--- STATED TASK A ---
Please duplicate, line for line, the part of the listing that opens with the line containing "For the evaluation set, locate every instance of the flower" and closes with the line containing "x=146 y=121".

--- SUPPLIED PASSAGE ---
◇ ◇ ◇ ◇ ◇

As I watch the traffic on the listserv regarding XSL and the EAD
cookbook, I am increasingly concerned that we are losing sight of what
EAD could provide to the broader archival community as well as
individual repositories.
Before I start ranting about anything I would like to say that Michael
provided a marvelous starting point with the EAD cookbook, giving
assistance to get over a technological hurdle. I doubt he would disagree
if I say that his work is a beginning and not the end.
Ideally, EAD should be a means to provide structural and semantic
markup of archival description. It has always concerned me that it is
a loosely structured set of markup, trying to accomodate everyone's
idea of the way description should be *presented*. And even as there
are descriptions of what belongs within which tags, the intrepretation
across archival repositories varies. As a technologist, whose role it
has been to manipulate markup, EAD's highly lax structure has made it
more difficult to mine what could be a very rich descriptive
structure. In fact, I would argue that its laxness has actually
confounded people's ability to modify it to their own descriptive needs
by inhibiting the very commonalities that it was developed to promote.
Whatever you care to say about MARC/AACR2, you know what
you are getting when you retrieve the 245 field.
I don't believe that the archival community will ever be able to fully
capitalize on the power of SGML/XML unless it can come to some more common
and broadly held understandings of the nature of archival description. No
matter how much markup is inserted into a descriptive document, the
potential to fully exploit the markup will be limited without that common
understanding. In addition, in some of the discussions of description to
which I have been privy, I have heard a lack of distinction between what
is commonly held to be the important elements of description and their
final *presentation*. This has led to unfruitful arguments about
description. It often seems from the perspective of this programmer that
some of the arguments that led to a lax DTD have really been about what
the presentation product (ie formatting) looks like rather than
fundamental descriptive practice. You can make anything look like a
"table" using XSLT - it may be more useful to capture the "meaning" of the
information rather than its format. Then it can be shared across
repositories.
One of the most difficult hurdles in understanding the power of using
XML as a document markup tool is that we can largely separate content
from presentation/formatting. It was certainly a hurdle for
me. Absorbing the idea that I could take information that was ordered
one way in a document and rearrange it for a variety of displays, that
I needn't worry about what was bold or italicized (that I should
instead worry what the information was "about"), took a while.

◇ ◇ ◇ ◇ ◇

--- DATASET EXTRACT ---
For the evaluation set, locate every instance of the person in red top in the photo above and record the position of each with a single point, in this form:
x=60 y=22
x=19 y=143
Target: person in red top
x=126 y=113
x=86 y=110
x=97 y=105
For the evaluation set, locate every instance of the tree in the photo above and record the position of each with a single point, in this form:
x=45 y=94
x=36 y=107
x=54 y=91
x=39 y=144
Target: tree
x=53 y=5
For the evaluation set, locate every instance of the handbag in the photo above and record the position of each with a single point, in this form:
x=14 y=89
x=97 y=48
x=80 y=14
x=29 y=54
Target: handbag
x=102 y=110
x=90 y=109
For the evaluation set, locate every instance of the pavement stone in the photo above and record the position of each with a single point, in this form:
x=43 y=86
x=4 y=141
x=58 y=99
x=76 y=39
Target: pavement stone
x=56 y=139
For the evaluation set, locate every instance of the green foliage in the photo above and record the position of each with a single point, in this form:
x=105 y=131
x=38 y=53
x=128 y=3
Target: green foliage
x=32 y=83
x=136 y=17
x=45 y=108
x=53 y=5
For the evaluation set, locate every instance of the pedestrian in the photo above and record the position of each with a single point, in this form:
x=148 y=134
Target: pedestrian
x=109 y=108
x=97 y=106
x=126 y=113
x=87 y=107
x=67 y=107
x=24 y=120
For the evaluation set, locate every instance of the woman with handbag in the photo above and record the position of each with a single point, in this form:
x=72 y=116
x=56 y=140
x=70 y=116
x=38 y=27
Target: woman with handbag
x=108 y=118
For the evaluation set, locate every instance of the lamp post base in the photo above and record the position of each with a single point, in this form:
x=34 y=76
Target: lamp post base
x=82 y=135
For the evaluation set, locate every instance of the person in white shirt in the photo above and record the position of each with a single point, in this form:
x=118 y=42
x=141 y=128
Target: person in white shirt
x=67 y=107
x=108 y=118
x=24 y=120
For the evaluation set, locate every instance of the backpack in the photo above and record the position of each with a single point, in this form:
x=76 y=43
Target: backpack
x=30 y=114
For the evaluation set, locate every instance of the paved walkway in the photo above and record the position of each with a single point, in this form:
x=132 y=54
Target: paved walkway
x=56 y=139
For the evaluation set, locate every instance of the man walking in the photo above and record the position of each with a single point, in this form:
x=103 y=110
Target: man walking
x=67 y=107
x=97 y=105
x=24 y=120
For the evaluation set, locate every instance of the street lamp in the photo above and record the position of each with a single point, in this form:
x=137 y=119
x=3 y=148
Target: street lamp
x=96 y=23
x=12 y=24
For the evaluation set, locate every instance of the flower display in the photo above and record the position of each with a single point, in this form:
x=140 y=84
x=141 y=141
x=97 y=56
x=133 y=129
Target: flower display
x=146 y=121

◇ ◇ ◇ ◇ ◇

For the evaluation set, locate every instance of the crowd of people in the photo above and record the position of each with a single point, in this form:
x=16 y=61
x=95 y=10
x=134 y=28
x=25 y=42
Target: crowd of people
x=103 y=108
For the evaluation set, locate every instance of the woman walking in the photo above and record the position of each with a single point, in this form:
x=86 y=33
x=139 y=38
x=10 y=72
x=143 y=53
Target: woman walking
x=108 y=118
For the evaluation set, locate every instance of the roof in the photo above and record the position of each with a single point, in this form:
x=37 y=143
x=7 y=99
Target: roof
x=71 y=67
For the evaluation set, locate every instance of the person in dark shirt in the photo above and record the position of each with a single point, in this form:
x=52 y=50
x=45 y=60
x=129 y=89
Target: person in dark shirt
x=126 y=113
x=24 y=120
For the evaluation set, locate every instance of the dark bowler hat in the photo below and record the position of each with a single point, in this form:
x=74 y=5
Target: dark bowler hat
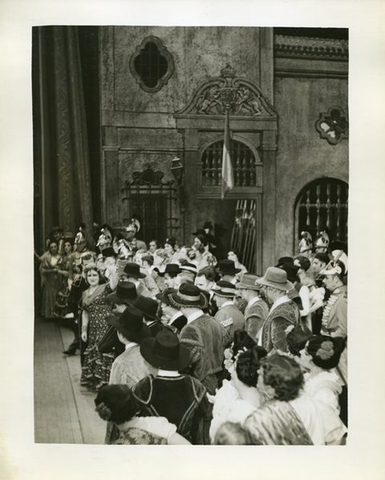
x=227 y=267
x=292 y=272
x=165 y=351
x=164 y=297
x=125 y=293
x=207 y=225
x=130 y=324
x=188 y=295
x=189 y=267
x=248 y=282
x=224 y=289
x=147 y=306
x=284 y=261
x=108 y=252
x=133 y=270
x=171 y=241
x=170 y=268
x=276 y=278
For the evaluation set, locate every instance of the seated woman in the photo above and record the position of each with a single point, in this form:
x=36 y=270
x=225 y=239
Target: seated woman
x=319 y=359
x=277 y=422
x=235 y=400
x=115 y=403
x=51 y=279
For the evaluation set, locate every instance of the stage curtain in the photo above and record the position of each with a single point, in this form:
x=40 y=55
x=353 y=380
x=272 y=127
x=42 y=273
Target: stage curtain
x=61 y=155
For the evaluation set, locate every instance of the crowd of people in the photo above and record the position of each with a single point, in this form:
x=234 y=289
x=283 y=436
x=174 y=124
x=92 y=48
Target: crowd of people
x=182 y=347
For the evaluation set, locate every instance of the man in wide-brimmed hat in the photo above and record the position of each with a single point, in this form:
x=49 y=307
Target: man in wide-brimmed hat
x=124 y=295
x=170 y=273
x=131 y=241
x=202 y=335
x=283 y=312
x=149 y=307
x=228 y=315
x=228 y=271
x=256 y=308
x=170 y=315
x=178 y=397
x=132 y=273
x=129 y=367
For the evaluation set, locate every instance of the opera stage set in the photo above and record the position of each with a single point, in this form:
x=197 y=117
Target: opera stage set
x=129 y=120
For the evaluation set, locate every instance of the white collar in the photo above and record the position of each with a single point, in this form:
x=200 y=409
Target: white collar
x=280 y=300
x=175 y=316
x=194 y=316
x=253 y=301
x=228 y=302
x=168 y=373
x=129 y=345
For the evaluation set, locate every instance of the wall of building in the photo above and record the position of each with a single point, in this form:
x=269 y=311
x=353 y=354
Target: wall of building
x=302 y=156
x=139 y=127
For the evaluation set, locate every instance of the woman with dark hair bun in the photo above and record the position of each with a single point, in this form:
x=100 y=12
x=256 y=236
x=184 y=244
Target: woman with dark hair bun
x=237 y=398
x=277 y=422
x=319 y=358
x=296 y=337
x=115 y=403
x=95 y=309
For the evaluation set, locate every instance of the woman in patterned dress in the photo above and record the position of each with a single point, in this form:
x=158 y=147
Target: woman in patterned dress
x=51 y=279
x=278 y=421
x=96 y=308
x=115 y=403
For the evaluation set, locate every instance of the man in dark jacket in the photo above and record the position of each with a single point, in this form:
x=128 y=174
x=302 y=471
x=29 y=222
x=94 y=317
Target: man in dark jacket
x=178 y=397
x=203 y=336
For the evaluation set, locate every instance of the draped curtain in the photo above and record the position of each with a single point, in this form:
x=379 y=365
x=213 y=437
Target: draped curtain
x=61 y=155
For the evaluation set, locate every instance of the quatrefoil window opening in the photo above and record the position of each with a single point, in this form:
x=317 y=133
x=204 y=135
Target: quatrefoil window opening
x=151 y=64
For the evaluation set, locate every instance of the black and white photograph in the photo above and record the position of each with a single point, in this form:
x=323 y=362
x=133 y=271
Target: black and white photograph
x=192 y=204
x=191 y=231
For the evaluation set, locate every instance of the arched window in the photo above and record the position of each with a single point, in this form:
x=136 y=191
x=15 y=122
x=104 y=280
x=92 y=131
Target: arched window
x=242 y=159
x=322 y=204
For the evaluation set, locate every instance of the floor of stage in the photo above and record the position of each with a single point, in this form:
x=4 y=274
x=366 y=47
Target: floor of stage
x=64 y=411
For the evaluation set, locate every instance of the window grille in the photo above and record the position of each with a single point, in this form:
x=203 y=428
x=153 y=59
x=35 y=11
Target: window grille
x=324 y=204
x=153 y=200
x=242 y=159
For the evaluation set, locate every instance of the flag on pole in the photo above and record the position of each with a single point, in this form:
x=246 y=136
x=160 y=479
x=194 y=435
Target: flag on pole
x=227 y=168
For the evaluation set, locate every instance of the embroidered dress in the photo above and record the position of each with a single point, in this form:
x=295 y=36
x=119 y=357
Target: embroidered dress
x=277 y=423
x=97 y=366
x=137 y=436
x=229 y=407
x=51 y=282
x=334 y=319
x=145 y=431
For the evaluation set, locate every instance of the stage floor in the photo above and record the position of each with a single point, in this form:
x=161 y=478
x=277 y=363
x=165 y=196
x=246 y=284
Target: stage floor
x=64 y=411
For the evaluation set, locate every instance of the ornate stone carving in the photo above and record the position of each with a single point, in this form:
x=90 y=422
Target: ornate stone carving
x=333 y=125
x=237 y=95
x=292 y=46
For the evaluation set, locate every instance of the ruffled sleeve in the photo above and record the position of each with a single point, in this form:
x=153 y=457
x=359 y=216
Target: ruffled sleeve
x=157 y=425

◇ ◇ ◇ ◇ ◇

--- STATED TASK B ---
Answer these from the EAD passage, one per line:
(i) What did Michael provide as a starting point?
(ii) Which field is named as the one whose contents you can count on when retrieving it under MARC/AACR2?
(iii) What tool can make anything look like a "table"?

--- COMPLETE ANSWER A ---
For the evaluation set, locate every instance of the flower display in the photo above and record the position of each with a single point, in this form:
x=140 y=84
x=141 y=141
x=97 y=56
x=133 y=129
Target: flower display
x=146 y=121

--- COMPLETE ANSWER B ---
(i) The EAD cookbook
(ii) The 245 field
(iii) XSLT